Task directions: After locating the line that contains "point(292, 99)" in the records below, write out exactly that line and each line after it through the one that contains "point(342, 249)", and nothing else.

==== Input ====

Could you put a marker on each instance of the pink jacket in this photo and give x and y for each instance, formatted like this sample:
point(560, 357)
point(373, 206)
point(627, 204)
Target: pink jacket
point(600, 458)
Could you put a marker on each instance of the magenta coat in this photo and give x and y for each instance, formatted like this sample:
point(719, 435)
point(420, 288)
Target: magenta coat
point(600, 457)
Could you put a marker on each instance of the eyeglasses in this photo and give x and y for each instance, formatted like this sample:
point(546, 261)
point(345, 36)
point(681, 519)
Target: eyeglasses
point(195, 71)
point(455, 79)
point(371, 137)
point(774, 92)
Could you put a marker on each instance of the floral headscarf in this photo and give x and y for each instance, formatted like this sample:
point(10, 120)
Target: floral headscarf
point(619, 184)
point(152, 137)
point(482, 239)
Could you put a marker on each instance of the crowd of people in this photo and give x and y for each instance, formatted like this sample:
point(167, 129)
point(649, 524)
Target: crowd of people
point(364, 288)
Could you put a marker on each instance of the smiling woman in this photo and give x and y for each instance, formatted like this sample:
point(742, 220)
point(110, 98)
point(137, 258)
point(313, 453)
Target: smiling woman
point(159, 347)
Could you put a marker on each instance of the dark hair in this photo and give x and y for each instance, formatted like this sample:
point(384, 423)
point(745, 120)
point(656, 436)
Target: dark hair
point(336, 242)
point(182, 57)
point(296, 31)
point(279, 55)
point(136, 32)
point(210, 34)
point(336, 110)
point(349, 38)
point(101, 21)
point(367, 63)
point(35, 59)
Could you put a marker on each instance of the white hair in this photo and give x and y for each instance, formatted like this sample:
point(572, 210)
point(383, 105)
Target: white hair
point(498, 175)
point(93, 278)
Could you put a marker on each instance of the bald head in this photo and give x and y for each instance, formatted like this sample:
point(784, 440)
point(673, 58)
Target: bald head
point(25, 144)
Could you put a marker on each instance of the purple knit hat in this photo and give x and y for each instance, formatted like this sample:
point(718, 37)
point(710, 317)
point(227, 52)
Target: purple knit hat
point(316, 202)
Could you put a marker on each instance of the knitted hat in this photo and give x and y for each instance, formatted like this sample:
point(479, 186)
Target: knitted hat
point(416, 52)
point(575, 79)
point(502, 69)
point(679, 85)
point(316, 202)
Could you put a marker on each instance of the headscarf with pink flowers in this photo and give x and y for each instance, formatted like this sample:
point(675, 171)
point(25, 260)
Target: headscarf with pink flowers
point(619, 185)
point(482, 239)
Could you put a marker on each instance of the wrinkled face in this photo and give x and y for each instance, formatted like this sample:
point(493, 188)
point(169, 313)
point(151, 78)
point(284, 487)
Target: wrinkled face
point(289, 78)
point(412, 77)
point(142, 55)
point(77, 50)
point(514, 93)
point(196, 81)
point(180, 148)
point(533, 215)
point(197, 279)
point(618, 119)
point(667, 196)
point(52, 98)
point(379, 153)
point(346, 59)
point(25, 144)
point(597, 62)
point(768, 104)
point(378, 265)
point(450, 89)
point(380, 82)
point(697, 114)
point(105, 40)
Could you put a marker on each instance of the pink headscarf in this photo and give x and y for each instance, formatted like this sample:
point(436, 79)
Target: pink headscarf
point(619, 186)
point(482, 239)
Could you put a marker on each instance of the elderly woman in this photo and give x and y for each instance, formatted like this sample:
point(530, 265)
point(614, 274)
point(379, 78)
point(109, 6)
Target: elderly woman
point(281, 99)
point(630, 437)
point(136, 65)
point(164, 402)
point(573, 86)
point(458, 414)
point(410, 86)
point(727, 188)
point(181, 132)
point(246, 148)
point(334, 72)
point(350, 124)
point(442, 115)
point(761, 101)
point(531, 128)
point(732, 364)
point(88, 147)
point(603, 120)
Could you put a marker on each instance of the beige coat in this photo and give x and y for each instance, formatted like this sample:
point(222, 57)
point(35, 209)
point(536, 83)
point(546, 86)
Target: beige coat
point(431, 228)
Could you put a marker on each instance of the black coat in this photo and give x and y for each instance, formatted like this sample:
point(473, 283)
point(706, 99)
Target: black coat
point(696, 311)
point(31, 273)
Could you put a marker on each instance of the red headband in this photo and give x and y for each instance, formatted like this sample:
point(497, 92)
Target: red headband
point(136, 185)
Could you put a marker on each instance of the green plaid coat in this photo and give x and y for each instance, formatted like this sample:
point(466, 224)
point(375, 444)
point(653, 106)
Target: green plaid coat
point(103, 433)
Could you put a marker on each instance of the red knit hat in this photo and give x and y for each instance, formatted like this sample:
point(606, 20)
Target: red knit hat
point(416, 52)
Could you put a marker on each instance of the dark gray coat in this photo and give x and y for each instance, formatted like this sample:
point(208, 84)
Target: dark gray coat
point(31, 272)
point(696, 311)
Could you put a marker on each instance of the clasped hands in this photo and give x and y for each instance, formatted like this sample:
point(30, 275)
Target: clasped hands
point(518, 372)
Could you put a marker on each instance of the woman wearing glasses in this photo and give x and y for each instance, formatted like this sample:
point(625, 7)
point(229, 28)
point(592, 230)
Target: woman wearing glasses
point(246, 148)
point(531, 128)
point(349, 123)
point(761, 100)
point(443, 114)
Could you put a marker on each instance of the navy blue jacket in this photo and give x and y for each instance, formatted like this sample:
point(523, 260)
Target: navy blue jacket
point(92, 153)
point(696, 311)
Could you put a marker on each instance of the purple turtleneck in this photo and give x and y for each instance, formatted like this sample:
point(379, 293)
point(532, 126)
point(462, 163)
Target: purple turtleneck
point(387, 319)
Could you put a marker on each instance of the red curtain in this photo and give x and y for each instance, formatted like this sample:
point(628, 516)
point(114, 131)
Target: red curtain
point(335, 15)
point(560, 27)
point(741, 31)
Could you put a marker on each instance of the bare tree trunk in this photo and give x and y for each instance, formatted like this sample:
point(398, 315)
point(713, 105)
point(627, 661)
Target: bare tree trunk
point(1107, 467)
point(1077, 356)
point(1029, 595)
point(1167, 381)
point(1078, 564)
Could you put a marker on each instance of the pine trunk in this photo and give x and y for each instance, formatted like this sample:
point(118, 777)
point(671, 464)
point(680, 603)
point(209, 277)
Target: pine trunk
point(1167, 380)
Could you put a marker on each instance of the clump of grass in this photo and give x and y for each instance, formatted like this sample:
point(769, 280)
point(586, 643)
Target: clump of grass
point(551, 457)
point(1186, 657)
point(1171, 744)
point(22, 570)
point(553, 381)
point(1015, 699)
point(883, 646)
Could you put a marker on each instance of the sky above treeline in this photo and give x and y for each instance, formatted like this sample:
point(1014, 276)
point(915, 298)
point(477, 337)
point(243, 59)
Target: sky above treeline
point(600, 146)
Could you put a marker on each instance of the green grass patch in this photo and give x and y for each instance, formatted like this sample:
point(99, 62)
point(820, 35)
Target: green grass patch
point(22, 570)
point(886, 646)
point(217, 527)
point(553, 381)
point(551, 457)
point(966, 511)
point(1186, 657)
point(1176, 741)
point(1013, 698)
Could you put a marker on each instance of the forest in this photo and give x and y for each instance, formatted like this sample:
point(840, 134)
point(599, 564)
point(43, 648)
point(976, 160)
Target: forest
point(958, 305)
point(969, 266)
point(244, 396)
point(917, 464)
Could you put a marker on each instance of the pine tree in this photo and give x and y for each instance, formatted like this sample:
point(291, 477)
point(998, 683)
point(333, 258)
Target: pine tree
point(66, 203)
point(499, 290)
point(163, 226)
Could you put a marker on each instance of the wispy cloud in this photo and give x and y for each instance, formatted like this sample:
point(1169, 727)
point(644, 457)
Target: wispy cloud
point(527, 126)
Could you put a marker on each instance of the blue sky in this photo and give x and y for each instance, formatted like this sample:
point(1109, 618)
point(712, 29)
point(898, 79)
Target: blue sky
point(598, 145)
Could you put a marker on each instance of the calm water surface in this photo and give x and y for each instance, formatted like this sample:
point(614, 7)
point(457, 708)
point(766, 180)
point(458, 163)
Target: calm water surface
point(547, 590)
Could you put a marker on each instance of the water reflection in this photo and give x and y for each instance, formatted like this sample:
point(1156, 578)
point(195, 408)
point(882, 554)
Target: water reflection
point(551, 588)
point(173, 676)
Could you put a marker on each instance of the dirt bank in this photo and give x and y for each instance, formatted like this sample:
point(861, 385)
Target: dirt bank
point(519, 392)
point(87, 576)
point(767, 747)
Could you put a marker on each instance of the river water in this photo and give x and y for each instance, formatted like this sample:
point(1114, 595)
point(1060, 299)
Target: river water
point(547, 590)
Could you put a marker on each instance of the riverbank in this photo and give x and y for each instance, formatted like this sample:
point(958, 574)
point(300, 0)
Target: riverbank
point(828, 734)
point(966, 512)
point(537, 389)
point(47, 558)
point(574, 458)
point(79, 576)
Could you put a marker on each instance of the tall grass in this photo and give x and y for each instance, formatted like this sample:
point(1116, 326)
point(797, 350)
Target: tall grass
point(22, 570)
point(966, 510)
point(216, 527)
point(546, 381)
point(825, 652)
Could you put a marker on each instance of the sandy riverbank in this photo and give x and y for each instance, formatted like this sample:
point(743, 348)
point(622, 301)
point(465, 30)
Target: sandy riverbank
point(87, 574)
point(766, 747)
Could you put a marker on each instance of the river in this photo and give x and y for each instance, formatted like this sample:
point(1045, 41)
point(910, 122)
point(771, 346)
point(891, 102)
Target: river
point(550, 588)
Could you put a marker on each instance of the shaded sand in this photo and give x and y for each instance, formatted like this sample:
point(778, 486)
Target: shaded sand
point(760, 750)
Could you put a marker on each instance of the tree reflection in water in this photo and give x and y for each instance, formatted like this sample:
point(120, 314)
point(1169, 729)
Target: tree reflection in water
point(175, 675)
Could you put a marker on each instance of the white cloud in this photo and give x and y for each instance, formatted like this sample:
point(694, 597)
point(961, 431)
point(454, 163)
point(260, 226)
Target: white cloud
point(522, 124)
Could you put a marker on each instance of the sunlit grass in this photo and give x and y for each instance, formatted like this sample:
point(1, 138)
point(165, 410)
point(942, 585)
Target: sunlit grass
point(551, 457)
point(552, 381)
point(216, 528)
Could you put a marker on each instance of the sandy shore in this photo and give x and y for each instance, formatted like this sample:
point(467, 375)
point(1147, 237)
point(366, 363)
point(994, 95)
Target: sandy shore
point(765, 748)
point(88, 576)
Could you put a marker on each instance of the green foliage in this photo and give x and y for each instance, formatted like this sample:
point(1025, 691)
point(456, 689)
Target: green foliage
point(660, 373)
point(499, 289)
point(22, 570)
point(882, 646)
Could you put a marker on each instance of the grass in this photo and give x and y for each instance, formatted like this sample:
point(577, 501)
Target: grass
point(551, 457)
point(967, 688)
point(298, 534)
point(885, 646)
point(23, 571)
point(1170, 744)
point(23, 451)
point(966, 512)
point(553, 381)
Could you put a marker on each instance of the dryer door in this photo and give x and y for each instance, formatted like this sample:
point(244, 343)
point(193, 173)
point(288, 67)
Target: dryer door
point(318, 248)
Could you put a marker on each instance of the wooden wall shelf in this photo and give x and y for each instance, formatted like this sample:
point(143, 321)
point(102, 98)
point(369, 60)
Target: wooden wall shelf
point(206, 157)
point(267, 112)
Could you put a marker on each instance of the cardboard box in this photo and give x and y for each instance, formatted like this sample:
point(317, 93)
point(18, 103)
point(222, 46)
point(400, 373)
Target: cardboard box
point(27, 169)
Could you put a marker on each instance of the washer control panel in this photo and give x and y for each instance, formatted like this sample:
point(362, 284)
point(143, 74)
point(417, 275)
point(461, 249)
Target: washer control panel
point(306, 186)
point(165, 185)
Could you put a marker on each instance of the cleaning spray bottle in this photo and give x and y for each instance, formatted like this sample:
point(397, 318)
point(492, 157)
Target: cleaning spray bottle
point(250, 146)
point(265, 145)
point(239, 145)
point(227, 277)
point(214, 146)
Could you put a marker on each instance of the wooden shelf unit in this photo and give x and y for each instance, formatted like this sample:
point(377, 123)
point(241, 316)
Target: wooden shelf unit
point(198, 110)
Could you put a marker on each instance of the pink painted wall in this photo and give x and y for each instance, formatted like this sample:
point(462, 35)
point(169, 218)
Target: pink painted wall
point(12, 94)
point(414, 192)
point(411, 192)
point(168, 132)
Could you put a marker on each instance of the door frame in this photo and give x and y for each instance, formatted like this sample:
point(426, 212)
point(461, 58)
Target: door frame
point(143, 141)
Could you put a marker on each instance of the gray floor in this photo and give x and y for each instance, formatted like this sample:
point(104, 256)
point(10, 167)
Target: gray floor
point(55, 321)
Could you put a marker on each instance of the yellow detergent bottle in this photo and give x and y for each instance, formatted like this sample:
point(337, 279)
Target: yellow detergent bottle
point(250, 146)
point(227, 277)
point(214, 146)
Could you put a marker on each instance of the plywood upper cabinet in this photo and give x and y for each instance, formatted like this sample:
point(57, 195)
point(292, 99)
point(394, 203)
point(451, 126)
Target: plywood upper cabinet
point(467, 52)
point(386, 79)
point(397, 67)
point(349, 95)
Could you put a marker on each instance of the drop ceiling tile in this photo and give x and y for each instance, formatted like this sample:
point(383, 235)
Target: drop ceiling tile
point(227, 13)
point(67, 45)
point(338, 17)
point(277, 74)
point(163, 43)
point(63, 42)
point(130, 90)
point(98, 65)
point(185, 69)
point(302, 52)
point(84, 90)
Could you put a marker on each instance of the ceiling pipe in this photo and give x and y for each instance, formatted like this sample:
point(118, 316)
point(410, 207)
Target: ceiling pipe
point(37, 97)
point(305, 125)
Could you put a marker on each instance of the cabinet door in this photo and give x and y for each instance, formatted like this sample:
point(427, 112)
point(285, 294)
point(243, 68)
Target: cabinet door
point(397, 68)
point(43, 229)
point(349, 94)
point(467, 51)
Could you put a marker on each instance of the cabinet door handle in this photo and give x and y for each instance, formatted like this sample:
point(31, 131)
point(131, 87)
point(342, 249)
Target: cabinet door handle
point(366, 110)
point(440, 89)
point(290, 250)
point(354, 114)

====

Result for this task:
point(292, 99)
point(394, 203)
point(451, 126)
Target: plywood upper cabinet
point(467, 52)
point(386, 79)
point(397, 67)
point(349, 95)
Could you put a marker on each instance of the drop ceiling tile in this photo and give x and y for each instance, formatted like this sample:
point(383, 235)
Target: drop ceiling tile
point(227, 13)
point(67, 45)
point(338, 17)
point(277, 74)
point(163, 43)
point(63, 42)
point(130, 90)
point(98, 65)
point(185, 69)
point(302, 52)
point(84, 90)
Could you put a marker on each instance of the ceiling pipe in this photo and give x and y for each instance, formatted like this sample:
point(118, 316)
point(410, 207)
Target: ceiling pipe
point(37, 97)
point(305, 125)
Could you put a marker on each instance of the cabinet door in this photo and give x and y for each instance, formatted like this sample:
point(427, 112)
point(285, 294)
point(243, 68)
Target: cabinet door
point(397, 68)
point(43, 229)
point(349, 94)
point(467, 51)
Could you put a marker on each instance of the cabinet door handle in this photo and give x and y for each instance, formatted like this sample:
point(31, 131)
point(131, 87)
point(342, 249)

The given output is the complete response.